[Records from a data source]

>> START

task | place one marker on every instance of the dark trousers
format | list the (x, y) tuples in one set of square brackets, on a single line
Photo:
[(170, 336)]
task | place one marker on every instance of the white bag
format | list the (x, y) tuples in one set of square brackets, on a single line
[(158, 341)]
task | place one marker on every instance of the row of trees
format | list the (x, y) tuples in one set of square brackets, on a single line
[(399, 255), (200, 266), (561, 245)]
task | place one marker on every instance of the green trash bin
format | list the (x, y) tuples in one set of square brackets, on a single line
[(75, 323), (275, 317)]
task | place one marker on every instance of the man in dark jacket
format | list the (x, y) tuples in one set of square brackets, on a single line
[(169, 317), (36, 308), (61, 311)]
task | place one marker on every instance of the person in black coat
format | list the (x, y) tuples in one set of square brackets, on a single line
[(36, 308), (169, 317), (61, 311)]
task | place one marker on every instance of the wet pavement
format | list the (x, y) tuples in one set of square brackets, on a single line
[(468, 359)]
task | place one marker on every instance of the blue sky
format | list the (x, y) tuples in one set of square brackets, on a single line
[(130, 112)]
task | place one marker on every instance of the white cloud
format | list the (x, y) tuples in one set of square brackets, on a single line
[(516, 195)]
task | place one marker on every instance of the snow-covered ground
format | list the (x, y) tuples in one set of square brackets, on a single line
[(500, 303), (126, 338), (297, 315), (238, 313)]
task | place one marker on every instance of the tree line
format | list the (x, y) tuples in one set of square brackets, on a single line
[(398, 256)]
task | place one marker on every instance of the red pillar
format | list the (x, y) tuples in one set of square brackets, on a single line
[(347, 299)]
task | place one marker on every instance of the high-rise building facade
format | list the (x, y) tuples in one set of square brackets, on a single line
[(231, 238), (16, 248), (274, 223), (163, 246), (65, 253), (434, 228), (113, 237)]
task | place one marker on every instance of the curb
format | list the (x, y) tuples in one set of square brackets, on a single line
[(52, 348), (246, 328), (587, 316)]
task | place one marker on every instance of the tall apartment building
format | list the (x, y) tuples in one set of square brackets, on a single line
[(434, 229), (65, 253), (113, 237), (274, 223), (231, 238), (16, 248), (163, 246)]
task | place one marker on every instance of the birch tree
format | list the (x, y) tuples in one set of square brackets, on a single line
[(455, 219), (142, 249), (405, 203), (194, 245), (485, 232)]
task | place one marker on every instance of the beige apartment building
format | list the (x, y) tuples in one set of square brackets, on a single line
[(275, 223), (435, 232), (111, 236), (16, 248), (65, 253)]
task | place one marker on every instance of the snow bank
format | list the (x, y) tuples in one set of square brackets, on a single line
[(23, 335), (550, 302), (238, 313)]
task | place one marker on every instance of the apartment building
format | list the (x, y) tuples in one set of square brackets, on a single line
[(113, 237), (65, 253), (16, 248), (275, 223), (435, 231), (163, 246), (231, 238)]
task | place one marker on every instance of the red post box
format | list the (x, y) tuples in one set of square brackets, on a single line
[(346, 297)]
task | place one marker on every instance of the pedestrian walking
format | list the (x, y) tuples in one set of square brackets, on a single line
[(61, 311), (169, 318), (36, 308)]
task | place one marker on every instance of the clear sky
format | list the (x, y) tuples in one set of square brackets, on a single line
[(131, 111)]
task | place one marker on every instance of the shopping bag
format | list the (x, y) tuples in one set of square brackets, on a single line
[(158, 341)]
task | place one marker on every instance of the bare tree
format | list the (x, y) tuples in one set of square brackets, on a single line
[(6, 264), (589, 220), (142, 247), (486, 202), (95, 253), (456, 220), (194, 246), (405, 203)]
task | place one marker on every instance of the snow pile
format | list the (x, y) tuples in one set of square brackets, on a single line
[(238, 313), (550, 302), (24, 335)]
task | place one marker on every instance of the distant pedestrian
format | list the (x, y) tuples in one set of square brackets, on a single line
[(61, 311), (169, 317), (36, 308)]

>> END

## Set exercise
Copy the records above word for word, starting at the first line and ending at the line that contains "[(130, 112)]", with both of those lines included.

## The reply
task | place one marker on every instance of the dark trousers
format | list the (x, y) tuples in one set of square brackets, on a single line
Photo:
[(170, 336)]
task | place one marker on every instance of the white bag
format | list the (x, y) tuples in one set of square brackets, on a single line
[(158, 341)]
task | place one marker on every instance of the row of trees
format | list the (x, y) tuples in one set of square brackets, on a single line
[(399, 255), (200, 266), (561, 245)]
task | place one marker on every instance of the green trash bin
format | list the (x, y) tuples in one set of square brackets, on a single line
[(75, 323), (275, 317)]
task | place one marker on every instance of the man in dark jacket
format | list the (x, y) tuples in one set of square brackets, on a single line
[(169, 317), (36, 308), (61, 311)]
task | place one marker on every instance of the person in black coat
format | list the (x, y) tuples in one set of square brackets, on a single line
[(36, 308), (169, 317), (61, 311)]
task | place one marker on every instance of the wet pavement
format | list the (x, y) tuples in one set of square brackets, on a single line
[(468, 359)]
task | place one marker on every instance of the blue sky
format | list the (x, y) tuples in one set of square brackets, on a single line
[(130, 112)]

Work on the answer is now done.